> **Records shown**:
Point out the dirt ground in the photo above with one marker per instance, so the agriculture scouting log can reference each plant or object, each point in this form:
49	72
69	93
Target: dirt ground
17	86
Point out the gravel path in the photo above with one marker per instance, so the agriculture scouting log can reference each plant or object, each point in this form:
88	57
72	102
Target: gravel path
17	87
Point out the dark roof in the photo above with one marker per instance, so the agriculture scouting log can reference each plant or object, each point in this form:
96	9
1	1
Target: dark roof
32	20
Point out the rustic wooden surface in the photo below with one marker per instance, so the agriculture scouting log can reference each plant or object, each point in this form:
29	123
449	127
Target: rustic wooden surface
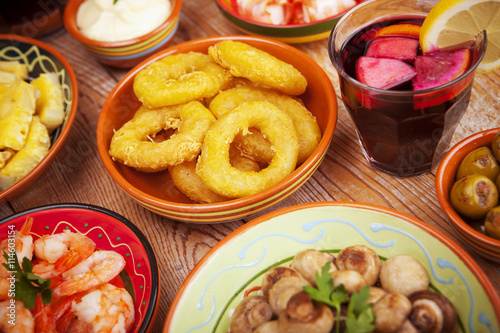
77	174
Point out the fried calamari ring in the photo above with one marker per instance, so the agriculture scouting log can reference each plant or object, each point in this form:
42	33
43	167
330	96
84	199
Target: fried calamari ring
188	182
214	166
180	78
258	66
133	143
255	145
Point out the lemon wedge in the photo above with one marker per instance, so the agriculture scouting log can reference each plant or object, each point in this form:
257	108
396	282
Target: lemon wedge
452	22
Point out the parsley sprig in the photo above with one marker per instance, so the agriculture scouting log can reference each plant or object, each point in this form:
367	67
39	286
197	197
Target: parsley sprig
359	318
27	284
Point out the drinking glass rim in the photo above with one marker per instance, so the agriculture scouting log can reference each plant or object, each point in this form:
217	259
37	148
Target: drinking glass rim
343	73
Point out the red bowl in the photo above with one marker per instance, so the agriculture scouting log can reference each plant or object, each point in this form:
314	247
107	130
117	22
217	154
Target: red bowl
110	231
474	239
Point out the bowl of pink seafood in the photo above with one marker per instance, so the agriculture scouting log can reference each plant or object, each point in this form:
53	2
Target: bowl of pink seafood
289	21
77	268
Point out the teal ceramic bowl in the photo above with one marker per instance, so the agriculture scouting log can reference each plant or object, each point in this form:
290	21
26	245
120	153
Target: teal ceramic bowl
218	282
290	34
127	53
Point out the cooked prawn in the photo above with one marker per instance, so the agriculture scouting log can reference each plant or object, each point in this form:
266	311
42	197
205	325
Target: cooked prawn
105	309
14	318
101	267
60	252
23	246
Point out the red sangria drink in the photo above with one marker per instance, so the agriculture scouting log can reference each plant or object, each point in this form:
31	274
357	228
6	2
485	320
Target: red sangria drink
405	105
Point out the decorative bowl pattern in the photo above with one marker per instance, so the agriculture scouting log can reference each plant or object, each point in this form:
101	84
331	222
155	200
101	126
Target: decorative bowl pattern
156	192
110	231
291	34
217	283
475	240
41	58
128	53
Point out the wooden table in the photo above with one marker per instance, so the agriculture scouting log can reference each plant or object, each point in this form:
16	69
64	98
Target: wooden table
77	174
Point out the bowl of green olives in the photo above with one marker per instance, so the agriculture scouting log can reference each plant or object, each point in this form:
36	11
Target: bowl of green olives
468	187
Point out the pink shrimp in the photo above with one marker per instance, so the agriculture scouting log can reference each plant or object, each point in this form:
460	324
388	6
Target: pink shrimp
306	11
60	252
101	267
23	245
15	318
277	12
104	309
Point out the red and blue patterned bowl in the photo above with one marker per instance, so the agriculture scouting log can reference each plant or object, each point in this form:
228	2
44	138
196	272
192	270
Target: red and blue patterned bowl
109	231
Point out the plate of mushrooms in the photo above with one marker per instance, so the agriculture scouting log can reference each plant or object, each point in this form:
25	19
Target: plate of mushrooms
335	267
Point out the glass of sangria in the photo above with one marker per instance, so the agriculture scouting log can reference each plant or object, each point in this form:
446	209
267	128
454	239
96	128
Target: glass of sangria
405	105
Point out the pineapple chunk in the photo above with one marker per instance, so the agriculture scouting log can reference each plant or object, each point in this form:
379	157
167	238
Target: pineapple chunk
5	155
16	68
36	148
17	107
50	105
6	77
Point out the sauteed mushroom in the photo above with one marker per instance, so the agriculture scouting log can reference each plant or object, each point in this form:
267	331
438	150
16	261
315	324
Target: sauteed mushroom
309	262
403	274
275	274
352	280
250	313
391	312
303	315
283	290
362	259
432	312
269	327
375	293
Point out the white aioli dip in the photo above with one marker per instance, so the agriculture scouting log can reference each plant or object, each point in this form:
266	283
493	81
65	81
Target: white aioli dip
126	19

...

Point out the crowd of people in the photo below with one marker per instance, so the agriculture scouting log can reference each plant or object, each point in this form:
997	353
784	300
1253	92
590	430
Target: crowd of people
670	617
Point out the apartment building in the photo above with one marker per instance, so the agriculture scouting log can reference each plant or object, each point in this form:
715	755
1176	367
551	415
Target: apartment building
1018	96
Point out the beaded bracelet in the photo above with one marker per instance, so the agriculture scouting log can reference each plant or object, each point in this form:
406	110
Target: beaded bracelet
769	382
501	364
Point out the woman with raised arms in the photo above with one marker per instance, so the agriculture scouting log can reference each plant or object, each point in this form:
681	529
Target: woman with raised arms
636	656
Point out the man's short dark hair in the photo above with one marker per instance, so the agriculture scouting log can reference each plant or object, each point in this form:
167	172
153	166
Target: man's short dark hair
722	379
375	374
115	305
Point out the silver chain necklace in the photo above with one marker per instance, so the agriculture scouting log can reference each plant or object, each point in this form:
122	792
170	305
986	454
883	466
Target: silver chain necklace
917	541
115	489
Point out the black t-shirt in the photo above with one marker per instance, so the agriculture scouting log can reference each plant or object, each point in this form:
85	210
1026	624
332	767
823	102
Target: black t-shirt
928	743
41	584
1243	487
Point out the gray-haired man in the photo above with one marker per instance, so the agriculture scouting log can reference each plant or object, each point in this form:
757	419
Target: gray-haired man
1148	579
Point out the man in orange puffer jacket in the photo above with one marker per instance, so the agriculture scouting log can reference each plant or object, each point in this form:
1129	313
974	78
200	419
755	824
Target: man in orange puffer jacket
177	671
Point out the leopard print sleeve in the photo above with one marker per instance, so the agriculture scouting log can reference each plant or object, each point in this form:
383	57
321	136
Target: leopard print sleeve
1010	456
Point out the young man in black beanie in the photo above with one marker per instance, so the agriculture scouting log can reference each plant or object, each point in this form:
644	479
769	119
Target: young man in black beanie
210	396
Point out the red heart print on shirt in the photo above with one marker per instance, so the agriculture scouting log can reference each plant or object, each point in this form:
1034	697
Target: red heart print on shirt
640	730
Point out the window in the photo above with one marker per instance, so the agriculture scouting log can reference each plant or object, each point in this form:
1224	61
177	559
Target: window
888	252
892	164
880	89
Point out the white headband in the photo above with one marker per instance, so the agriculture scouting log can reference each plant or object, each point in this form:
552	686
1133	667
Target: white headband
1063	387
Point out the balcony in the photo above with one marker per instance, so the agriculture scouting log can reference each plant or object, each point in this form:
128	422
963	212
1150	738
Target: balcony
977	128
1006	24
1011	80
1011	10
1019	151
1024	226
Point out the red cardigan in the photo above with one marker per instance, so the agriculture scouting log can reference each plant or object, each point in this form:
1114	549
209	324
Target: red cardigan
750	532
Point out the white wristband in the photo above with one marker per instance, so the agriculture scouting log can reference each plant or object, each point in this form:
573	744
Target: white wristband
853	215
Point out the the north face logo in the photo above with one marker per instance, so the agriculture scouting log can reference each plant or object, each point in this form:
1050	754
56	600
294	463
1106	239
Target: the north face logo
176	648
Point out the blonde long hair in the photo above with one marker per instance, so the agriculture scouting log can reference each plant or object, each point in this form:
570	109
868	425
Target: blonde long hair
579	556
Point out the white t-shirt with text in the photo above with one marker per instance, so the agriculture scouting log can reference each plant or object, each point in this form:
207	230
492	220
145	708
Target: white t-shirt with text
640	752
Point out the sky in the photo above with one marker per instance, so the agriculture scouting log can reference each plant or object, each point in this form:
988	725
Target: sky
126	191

==

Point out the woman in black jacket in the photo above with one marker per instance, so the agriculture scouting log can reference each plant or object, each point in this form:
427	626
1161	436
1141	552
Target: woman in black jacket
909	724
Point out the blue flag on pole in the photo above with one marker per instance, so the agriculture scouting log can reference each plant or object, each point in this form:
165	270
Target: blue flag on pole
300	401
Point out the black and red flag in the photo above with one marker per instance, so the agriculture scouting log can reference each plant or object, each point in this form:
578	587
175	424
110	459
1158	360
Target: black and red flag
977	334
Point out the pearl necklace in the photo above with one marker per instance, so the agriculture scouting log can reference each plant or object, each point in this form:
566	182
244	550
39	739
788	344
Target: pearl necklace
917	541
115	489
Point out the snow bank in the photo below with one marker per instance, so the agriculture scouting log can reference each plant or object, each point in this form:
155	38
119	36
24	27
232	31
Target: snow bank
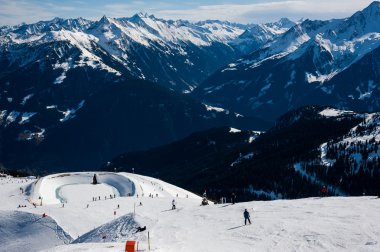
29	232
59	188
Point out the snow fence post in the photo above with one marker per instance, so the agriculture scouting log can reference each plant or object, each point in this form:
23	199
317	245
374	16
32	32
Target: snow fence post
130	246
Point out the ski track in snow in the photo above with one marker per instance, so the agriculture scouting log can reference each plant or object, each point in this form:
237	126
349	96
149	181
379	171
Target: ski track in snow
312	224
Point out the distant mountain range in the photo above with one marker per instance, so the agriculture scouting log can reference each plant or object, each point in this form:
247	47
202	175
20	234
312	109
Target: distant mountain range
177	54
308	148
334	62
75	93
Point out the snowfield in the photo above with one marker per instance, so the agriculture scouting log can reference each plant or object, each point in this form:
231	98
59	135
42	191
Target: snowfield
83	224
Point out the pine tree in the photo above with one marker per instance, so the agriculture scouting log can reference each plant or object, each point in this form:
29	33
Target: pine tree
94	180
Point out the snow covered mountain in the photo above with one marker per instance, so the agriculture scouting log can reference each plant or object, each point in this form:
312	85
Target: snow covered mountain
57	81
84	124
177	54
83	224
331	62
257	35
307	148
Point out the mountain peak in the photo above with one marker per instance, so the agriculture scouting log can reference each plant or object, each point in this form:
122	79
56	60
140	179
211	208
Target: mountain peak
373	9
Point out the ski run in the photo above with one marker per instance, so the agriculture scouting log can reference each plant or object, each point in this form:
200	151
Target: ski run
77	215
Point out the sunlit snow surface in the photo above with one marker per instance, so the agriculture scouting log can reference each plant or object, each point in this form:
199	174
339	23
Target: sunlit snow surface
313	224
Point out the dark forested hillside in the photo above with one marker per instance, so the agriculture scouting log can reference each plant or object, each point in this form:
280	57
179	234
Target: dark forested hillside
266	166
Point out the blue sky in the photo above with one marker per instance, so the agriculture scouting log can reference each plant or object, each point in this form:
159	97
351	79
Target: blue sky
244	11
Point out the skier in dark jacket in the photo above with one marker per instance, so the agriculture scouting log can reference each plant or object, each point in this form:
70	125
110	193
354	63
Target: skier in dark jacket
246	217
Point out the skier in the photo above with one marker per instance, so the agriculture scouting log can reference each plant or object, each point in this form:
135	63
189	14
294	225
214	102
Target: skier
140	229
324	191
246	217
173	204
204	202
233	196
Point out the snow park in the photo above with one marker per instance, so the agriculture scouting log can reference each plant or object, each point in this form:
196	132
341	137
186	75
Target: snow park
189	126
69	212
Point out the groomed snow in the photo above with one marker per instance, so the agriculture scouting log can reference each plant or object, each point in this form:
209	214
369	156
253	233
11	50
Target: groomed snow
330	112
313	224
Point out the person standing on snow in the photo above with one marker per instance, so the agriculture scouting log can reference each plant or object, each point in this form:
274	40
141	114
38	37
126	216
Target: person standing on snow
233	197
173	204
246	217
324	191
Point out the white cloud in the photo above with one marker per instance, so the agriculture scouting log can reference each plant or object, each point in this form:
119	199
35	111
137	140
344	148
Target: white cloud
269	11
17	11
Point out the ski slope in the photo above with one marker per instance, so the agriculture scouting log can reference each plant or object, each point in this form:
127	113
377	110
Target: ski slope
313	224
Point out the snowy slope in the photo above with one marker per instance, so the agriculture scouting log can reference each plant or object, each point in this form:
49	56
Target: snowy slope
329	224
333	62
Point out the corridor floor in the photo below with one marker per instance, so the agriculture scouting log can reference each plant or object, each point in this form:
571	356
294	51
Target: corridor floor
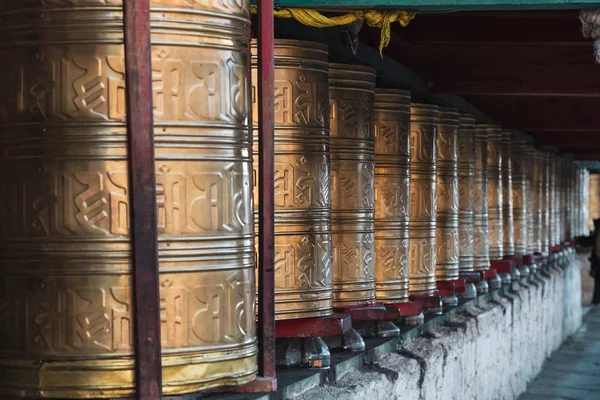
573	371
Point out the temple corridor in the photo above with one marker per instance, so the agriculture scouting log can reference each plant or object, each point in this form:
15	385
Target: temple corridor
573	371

> **What you have to do**:
Scan the data above and copy every line with "below" in it.

> **Solution to the exercise**:
Point out the rustic wooden surface in the photo below with one marker per instance, so the agriculture scouting log can reference each plant or object, each point in this form:
Point out the crowd of people in the photo below with one marker per instance, so the agriculture scouting log can reference each plant or object, each point in this form:
Point out the snow bank in the photo below with one marker per instance, so the agriculture scouting log can reference each plant or object, each point in this form:
Point out the corridor floor in the photo below with one marker per instance, so the agriculture scouting log can reference each plant or object, each point in this form:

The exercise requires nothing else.